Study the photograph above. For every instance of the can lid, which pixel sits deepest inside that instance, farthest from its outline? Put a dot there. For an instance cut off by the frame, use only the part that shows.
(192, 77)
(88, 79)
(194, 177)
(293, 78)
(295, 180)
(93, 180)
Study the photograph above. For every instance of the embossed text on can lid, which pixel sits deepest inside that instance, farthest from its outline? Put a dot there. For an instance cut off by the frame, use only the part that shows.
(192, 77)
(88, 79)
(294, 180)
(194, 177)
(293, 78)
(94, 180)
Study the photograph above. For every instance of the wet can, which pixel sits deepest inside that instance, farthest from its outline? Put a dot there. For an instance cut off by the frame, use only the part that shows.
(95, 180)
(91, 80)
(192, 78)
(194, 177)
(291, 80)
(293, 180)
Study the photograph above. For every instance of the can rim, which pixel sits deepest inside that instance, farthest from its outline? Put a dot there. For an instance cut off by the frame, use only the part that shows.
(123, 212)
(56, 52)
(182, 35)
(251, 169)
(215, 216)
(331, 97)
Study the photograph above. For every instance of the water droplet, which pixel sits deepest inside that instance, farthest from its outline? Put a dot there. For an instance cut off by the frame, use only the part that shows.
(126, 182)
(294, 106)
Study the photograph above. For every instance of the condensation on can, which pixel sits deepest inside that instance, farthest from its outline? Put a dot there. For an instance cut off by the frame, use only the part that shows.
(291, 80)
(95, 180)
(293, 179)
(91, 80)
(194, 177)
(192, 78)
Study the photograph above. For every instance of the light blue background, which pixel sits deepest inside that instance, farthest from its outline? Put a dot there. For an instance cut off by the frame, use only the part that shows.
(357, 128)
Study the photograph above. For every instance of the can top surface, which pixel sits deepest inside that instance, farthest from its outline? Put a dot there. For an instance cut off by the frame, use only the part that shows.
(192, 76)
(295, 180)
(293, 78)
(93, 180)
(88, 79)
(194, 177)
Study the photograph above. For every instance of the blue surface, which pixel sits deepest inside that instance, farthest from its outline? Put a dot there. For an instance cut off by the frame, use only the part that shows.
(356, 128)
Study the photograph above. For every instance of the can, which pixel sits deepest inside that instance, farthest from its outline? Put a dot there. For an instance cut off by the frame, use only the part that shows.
----
- _What is being asked_
Copy all the records above exactly, missing none.

- _Problem solution_
Study the photograph above. For every instance of the can lid, which pixel sits deepest inside that instance, farthest from its outline? Put a dot there. For an instance cut off by the frame, use only the part that shows.
(192, 77)
(88, 79)
(194, 177)
(293, 78)
(295, 180)
(93, 180)
Study the photograph above. For every instance of the embossed text on can lid, which pixel sits deepest inside that instance, farthest from its outline? Put a dot there. For an instance cut off by the frame, use only the part that shows.
(192, 77)
(88, 79)
(294, 180)
(194, 177)
(293, 78)
(94, 180)
Study the photograph above. For every instance of the wet can, which pixel sits deepest inside that instance, farthest from its outline? Put a dot there. For an instance cut off by the frame, use only the part that shows.
(95, 180)
(91, 80)
(192, 78)
(194, 177)
(291, 80)
(293, 180)
Study the photograph above. For every instance of the can rim, which pixel sits deepest inside that instance, farthest from its outline? Put a dot there. For an instance cut off by the frame, use only the part that shows.
(123, 212)
(56, 52)
(182, 35)
(251, 169)
(215, 216)
(331, 97)
Study the photograph above. For every instance of the water droplet, which pixel sits deepest inside that instance, farthest from its outline? Put a dot there. For an instance cut off by the frame, use only the part that shows.
(126, 182)
(294, 106)
Study the photograph above. For every instance of the condensation on can, which pixel sits deepest inside that instance, farthest from its outline? Put a dot there. For an instance cut off by the frame, use only the part that shows.
(291, 80)
(95, 180)
(293, 179)
(91, 80)
(194, 177)
(192, 78)
Study the photograph above. For every instance of the light blue background, which pixel sits deepest inside that instance, farthest from its outline? Put a dot there. For an instance cut off by the frame, use only the part that shows.
(357, 128)
Study the photograph above. For every instance of the can top surface, which pixel sits deepest inside that instance, farthest from its outline? Put a dot there. For an instance cut off by the frame, use only the part that shows.
(192, 76)
(295, 180)
(293, 78)
(93, 180)
(88, 79)
(194, 177)
Study the photograph above. For every instance of the blue surface, which pixel sits deepest inside that instance, farthest from its outline? Put a dot there. For an instance cut off by the frame, use only the part that shows.
(356, 128)
Study the photograph above. For every instance of the can, which pixel sits deepest inside that instance, farthest from its outline? Put a dot there. For an instance cut off by the frame, use only the part that shows.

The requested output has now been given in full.